Vorgegebener Textauszug:
_ _ _
Ansagerin heizt Publikum zu „Fuck you Rory“-Chören an
Ganz unschuldig waren die Offiziellen vor Ort nicht, auch wenn sie mit Verhaltensregeln auf den Leinwänden für Ordnung sorgen wollten. Heather McMahan, die die Partien am ersten Loch ansagte, hatte das Publikum am Samstag zu „Fuck you, Rory“-Chören angeheizt. Vor den Einzeln am Sonntag war sie dann von ihren Aufgaben zurückgetreten und hat sich entschuldigt. „Es ist ein ganz falscher Platz für so etwas. Da fängst du den Tag ja schon mit einer Dummheit an“, ordnete Kaymer das Verhalten der Ansagerin ein.
_ _ _
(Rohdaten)
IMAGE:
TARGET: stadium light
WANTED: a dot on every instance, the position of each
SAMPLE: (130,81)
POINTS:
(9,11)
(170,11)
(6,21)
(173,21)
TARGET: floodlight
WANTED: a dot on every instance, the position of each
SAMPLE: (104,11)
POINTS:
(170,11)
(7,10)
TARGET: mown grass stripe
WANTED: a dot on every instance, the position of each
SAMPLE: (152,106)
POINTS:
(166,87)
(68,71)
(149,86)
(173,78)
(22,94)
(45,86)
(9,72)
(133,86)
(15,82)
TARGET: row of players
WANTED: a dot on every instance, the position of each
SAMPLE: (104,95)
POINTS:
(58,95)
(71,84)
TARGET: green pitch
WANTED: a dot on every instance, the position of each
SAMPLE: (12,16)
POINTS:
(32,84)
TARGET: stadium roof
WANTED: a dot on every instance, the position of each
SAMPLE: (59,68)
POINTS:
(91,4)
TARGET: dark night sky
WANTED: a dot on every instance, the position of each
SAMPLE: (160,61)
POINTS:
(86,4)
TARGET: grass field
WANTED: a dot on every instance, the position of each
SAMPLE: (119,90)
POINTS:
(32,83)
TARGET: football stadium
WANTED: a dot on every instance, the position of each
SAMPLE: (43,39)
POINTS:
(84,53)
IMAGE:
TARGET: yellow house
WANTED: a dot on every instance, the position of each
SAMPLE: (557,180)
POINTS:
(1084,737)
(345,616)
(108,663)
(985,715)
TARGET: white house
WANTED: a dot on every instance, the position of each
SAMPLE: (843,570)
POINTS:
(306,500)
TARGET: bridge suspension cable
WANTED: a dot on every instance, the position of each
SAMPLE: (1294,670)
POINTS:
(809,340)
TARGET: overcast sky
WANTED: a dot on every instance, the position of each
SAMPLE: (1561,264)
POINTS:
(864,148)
_ _ _
Aufgabenstellung: Wiederholen Sie aus dem Textauszug über die Ansagerin die Passage von „Ansagerin heizt Publikum“ bis einschließlich „der Ansagerin ein.“ wortgetreu.

Lösung der Aufgabe:
Ansagerin heizt Publikum zu „Fuck you Rory“-Chören an
Ganz unschuldig waren die Offiziellen vor Ort nicht, auch wenn sie mit Verhaltensregeln auf den Leinwänden für Ordnung sorgen wollten. Heather McMahan, die die Partien am ersten Loch ansagte, hatte das Publikum am Samstag zu „Fuck you, Rory“-Chören angeheizt. Vor den Einzeln am Sonntag war sie dann von ihren Aufgaben zurückgetreten und hat sich entschuldigt. „Es ist ein ganz falscher Platz für so etwas. Da fängst du den Tag ja schon mit einer Dummheit an“, ordnete Kaymer das Verhalten der Ansagerin ein.